▶ **Исходный текст**

'''

Хохмач Никулин и доктор Шор
5-я гвардейская стрелковая дивизия, в составе которой воевал Иван Максимович, была известна на всем фронте. Ребята в ней собрались самые отчаянные, воевали по-суворовски, одерживая победы едва ли не в каждом бою. Командир дивизии генерал-майор Георгий Борисович Петерс в молодости был сапером, человек смелый, можно сказать, отчаянный, не терпел людей нерешительных, сомневающихся. До войны он был директором института рыбной промышленности, привык беспрекословному подчинению. Кстати, Указом Президиума Верховного Совета СССР от 5 мая 1945 года Георгию Борисовичу было присвоено звание Герой Советского Союза.
Он был далеко не единственным Героем в дивизии. Этим же приказом высокое звание было присвоено и командиру 21-го гвардейского полка майору Ивану Макаровичу Устинову, которому на момент штурма Кёнигсберга было 27 лет. Уроженец знаменитой станции Тайга полком руководил умело. А после войны стал прорабом, который строил в Москве первую послевоенную высотку.
А были в дивизии и те, кому не удалось стать Героем Советского Союза, но они пользовались большим уважением и любовью у сослуживцев. Например, младший сержант Юрий Никулин из гаубичного полка 155-мм гаубиц. Именно он из своей гаубицы сделал первый пристрелочный выстрел по Кёнигсбергу. С раннего возраста Юрий Владимирович собирал анекдоты, записывая их в отдельную тетрадь. Однажды он поспорил с приятелем на десять пачек папирос, кто больше расскажет анекдотов. Условие было такое – если соперник знает анекдот, то сразу же надо начинать другой. Едва приятель успевал произнести первую фразу, как Никулин перебивал: «Знаю!»
В конце концов, начал рассказывать он. И в течение двух часов травил анекдоты. Никулин не дошел еще до половины, как его признали победителем, поскольку слушатели устали смеяться и время приближалось к утру.
В то время как 21-й гвардейский стрелковый полк стоял в немецкой крепости Тапиау (позже переименованной в Гвардейск), в минуты затишья бойцы и командиры собирались в небольшом скверике. «Когда Юра травил анекдоты, мы просто лежали со смеху», – вспоминает Иван Максимович. – Мало кто из нас сомневался в том, что он станет артистом, но, чтобы таким великим – наверное, никто не думал. Он тоже стал Героем, только Героем Социалистического Труда. Мы с ним не пересекались после войны, когда он прехал на съемки в Калининград, я болел. Но хорошо помню, к однополчанам он всегда относился с большой теплотой…»
Сразу трое «выходцев» из полка – Майоры Шустов и Котов, а также капитан Калюжный стали председателями колхозов, а полковой врач капитан медицинской службы Лев Шор, несколько десятилетий возглавлял Калининградскую областную больницу, стал доктором медицинских наук, 34 лет являлся главным хирургом Калининградской области.
Более 30 лет в строительстве
…За мужество и отвагу в боях за Кёнигсберг гвардии сержант Рожин был награжден орденом Красной Звезды, а после освобождения косы Фрише Нерунг был представлен к званию Героя Советского Союза. Но тут война закончилась, и генерал-майор Петерс не дал хода представлению. Слишком много героев, по его мнению, дивизии было ни к чему…
10 послевоенных лет Иван Максимович служил в армии, но хрущевское сокращение привело его на стройку. Возводил сначала военные объекты, потом трудился на строительстве жилья. Прошел трудовой путь от мастера ПМК-368 до заместителя директора предприятия «Калининградспецстрой». На пенсию ушел в 1986 году…
На снимке: Иван Максимович Рожин во время выступления в школе поселка Нивенское (из архива автора).

'''

▶ **Задания**
1. Выпишите из текста о 5-й гвардейской стрелковой дивизии отрывок от слов «Хохмач Никулин и» до слов «Герой Советского Союза.».
2. Согласуются ли с текстом о 5-й гвардейской стрелковой дивизии следующие утверждения? Ответьте «да» или «нет» и процитируйте решающие слова текста. (a) До войны командир дивизии Петерс руководил институтом рыбной промышленности. (b) Никулин рассказывал анекдоты три часа подряд. (c) Рожин вышел на пенсию в 1986 году.
3. Сколько лет было майору Устинову на момент штурма Кёнигсберга, согласно тексту о 5-й гвардейской стрелковой дивизии?

▶ **Выдержка из данных**
'''

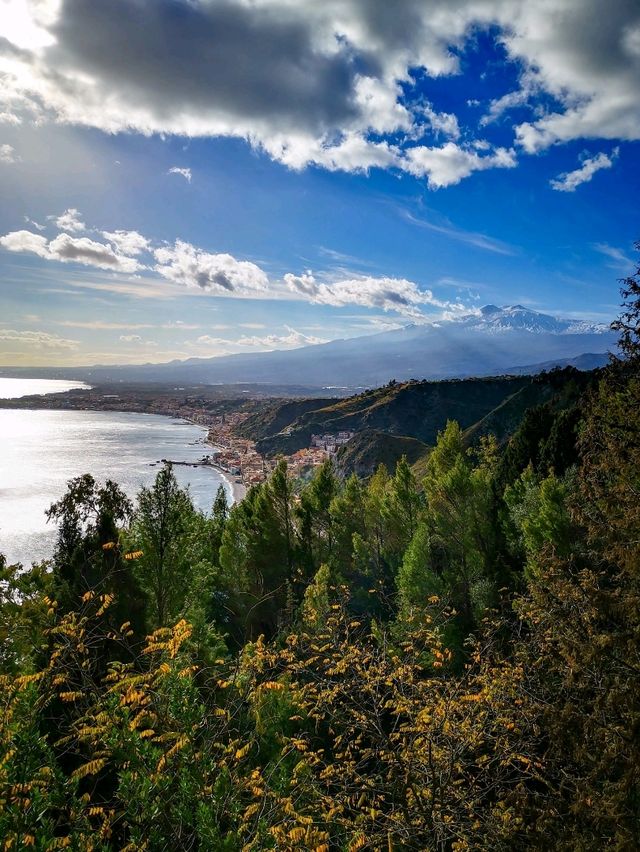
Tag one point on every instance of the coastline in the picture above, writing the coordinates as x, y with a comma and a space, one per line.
50, 401
237, 488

'''

▶ **Решённые задания**
1.
Хохмач Никулин и доктор Шор
5-я гвардейская стрелковая дивизия, в составе которой воевал Иван Максимович, была известна на всем фронте. Ребята в ней собрались самые отчаянные, воевали по-суворовски, одерживая победы едва ли не в каждом бою. Командир дивизии генерал-майор Георгий Борисович Петерс в молодости был сапером, человек смелый, можно сказать, отчаянный, не терпел людей нерешительных, сомневающихся. До войны он был директором института рыбной промышленности, привык беспрекословному подчинению. Кстати, Указом Президиума Верховного Совета СССР от 5 мая 1945 года Георгию Борисовичу было присвоено звание Герой Советского Союза.

2.
(a) Да: «До войны он был директором института рыбной промышленности».
(b) Нет: «И в течение двух часов травил анекдоты».
(c) Да: «На пенсию ушел в 1986 году…»

3. 27 лет.